Your objective →
From first line to last, retype the data exactly.

┌────────

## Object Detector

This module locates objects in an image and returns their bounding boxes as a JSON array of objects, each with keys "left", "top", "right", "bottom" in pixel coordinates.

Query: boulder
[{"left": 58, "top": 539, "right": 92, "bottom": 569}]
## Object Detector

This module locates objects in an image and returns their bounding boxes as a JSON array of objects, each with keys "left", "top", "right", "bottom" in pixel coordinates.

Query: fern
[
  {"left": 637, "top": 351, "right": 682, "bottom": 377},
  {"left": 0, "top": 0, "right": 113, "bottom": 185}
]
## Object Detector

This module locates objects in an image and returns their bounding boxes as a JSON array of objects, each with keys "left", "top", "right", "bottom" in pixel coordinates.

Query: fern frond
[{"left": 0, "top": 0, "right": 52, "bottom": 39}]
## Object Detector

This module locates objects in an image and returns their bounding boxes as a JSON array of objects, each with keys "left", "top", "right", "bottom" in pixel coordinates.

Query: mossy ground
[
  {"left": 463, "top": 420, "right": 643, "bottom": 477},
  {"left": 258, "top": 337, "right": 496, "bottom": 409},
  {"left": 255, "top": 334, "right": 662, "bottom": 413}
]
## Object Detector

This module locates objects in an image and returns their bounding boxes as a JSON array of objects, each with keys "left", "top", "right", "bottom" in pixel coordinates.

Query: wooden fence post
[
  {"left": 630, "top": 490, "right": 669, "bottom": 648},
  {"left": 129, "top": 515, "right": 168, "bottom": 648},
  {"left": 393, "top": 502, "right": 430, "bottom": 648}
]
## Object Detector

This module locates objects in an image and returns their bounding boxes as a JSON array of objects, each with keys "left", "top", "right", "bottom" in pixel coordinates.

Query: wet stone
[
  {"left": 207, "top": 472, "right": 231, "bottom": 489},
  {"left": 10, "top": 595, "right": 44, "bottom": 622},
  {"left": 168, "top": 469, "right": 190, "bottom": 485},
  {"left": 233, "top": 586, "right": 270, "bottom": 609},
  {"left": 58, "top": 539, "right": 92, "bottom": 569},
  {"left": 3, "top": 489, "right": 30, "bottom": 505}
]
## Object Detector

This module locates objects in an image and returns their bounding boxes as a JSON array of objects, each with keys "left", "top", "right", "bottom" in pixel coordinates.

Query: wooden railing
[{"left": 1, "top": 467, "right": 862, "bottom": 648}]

└────────

Response area →
## Object Detector

This module locates objects in an image and returns their bounding boxes as a JSON array of objects, each with keys "left", "top", "right", "bottom" in pixel coordinates.

Query: boulder
[{"left": 58, "top": 539, "right": 92, "bottom": 569}]
## Object Detector

This module locates objects in an image and returns their bounding boxes as a JSON array of objects, each with keys "left", "top", "right", "bottom" in pixel coordinates.

Query: fern
[
  {"left": 637, "top": 351, "right": 682, "bottom": 377},
  {"left": 0, "top": 0, "right": 113, "bottom": 185}
]
## Object Detector

This module locates objects in an image and returns their bounding boxes as a JSON array of objects, each with keys "left", "top", "right", "bottom" in pixel coordinates.

Query: fern frond
[{"left": 0, "top": 0, "right": 52, "bottom": 39}]
## Object Detector

This module locates objects in an image and returns their bounding boxes as a JSON array of objects, each with keys "left", "top", "right", "bottom" in pixel coordinates.

Query: mossy ground
[
  {"left": 463, "top": 420, "right": 643, "bottom": 477},
  {"left": 258, "top": 337, "right": 496, "bottom": 409},
  {"left": 255, "top": 334, "right": 662, "bottom": 413}
]
## Object Detector

This module locates objects in an image and returns their bounding boxes as a JSON array of objects, each with keys "left", "top", "right", "bottom" in pixel coordinates.

Query: wooden fence post
[
  {"left": 630, "top": 490, "right": 669, "bottom": 648},
  {"left": 129, "top": 515, "right": 168, "bottom": 648},
  {"left": 393, "top": 502, "right": 430, "bottom": 648}
]
## Object Detector

This module locates objects in an image and returns their bounding boxes as a JSON array of objects, each with keys "left", "top", "right", "bottom" in pixel coordinates.

Query: wet stone
[
  {"left": 207, "top": 472, "right": 231, "bottom": 489},
  {"left": 10, "top": 595, "right": 44, "bottom": 622},
  {"left": 168, "top": 469, "right": 190, "bottom": 485},
  {"left": 233, "top": 586, "right": 270, "bottom": 609},
  {"left": 58, "top": 539, "right": 92, "bottom": 569},
  {"left": 3, "top": 489, "right": 30, "bottom": 505}
]
## Object Detector

This module locates objects in an image and returns their bounding boxes as a JSON array of objects, each with keys "left", "top", "right", "bottom" in pixel coordinates.

Query: wooden railing
[{"left": 1, "top": 467, "right": 862, "bottom": 648}]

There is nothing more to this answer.